··· Provided passage ···

Cotton is somewhat readily available through online fiber shops and comes in a variety of different forms. It can be spun from punis, which arrive wrapped in bundles (usually Indian newsprint). Cotton punis are ideally spun on a charka, which allows for a great deal of twist to be imparted to the fiber. They can be spun on a wheel, just be sure to rig the wheel to its highest ratio possible to save yourself some frustration. Cotton can also be prepared in a sliver or roving. This is usually a good indication that is has a longer staple length. While it is still best to use a tug test to see exactly what the length is, it does give you a starting point to search within. A tug test is simply tugging a few fibers from the end of the roving to see how long they are. Also examine to see if they are all the same length, or if there are some short pieces included in the roving. These will create neps just like second cuts do in wool.
Cotton also comes in a variety of natural colors. Naturally, white is the most frequently found. But I was surprised to find there are natural greens, rusty oranges, camel browns and even chestnut. The colors give you the chance to spin the cotton without committing to a whole new set of dyes.
We are also hearing about renewable and eco-friendly fibers like tencel which is derived from wood pulp, seacell which is seaweed bonded to a cellulose base, and of course bamboo. As you consider these fibers, look in the descriptions for how they are processed. Sometimes the processing creates more pollutants than other more traditional fibers. They will spin lovely yarns that will have a sheen to them unlike any other fiber. The bamboo is a personal favorite of mine for blending with other fibers.

··· Stored records ···

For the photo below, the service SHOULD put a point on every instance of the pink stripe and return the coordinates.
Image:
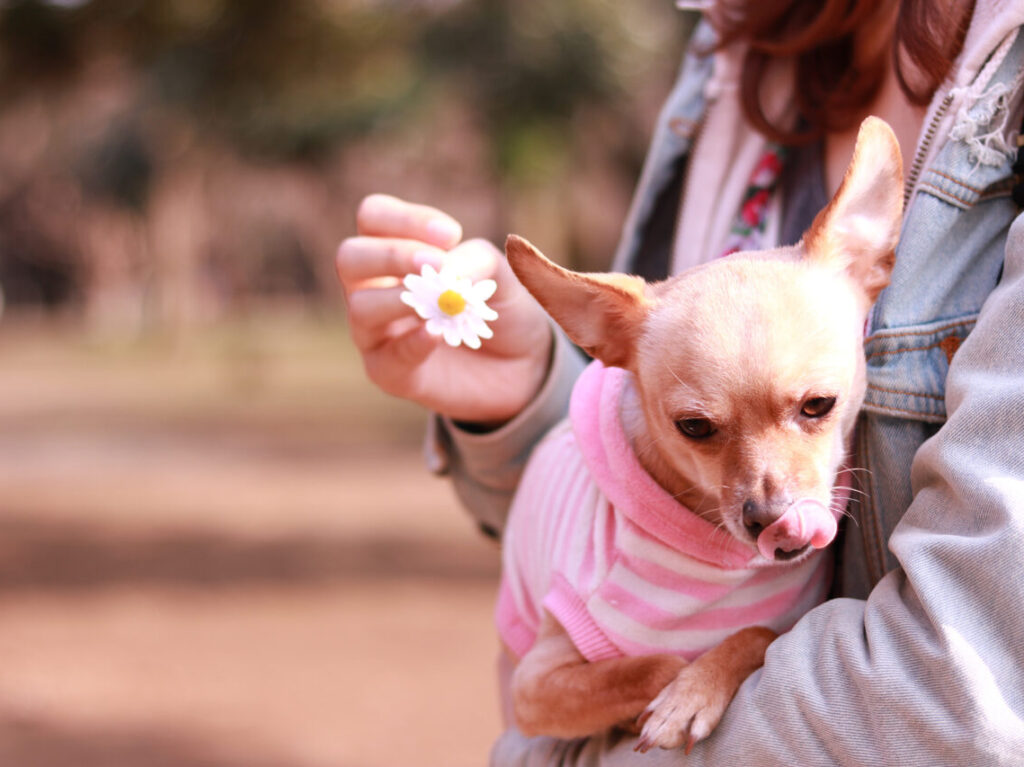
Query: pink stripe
(658, 576)
(566, 607)
(634, 606)
(758, 612)
(513, 631)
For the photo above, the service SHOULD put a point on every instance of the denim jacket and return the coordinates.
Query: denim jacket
(920, 661)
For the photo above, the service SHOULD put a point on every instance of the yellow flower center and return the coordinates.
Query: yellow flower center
(451, 302)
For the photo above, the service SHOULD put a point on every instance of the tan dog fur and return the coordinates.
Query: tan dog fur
(749, 345)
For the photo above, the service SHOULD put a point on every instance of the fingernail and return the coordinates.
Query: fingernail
(445, 231)
(422, 257)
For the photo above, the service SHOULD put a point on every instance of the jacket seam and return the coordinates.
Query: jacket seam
(886, 352)
(926, 417)
(938, 190)
(901, 334)
(907, 393)
(956, 181)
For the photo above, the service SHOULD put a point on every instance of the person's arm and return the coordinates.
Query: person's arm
(928, 671)
(485, 464)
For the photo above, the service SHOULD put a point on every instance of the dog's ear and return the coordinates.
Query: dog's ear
(602, 313)
(860, 226)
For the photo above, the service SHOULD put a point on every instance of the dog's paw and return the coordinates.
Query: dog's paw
(685, 712)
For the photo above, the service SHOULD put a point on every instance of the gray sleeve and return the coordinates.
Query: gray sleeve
(485, 467)
(928, 670)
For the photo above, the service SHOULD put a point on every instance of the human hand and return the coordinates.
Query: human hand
(488, 385)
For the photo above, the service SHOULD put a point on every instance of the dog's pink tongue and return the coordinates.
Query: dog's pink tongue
(805, 522)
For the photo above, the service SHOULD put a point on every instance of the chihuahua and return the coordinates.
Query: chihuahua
(734, 388)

···

■ Work to do ■
1. Reproduce the cotton spinning passage word for word from "Cotton also comes" to "with other fibers.".
2. Decide whether each statement agrees with the cotton spinning passage, answering yes or no and quoting the words that settle it: (a) Cotton punis usually come wrapped in Indian newsprint. (b) Chestnut is the most frequently found natural color of cotton. (c) Tencel is derived from seaweed.
3. Answer these questions from the cotton spinning passage:
(a) On what are cotton punis ideally spun?
(b) Besides white, which natural colors of cotton are named?
(c) Which fiber is named as a personal favorite for blending with other fibers?
Base your responses only on the cotton spinning passage.

■ Answers to the problems ■
1.
Cotton also comes in a variety of natural colors. Naturally, white is the most frequently found. But I was surprised to find there are natural greens, rusty oranges, camel browns and even chestnut. The colors give you the chance to spin the cotton without committing to a whole new set of dyes.
We are also hearing about renewable and eco-friendly fibers like tencel which is derived from wood pulp, seacell which is seaweed bonded to a cellulose base, and of course bamboo. As you consider these fibers, look in the descriptions for how they are processed. Sometimes the processing creates more pollutants than other more traditional fibers. They will spin lovely yarns that will have a sheen to them unlike any other fiber. The bamboo is a personal favorite of mine for blending with other fibers.

2.
(a) Yes: "which arrive wrapped in bundles (usually Indian newsprint)"
(b) No: "Naturally, white is the most frequently found."
(c) No: "tencel which is derived from wood pulp"

3.
(a) A charka
(b) Greens, rusty oranges, camel browns and chestnut
(c) Bamboo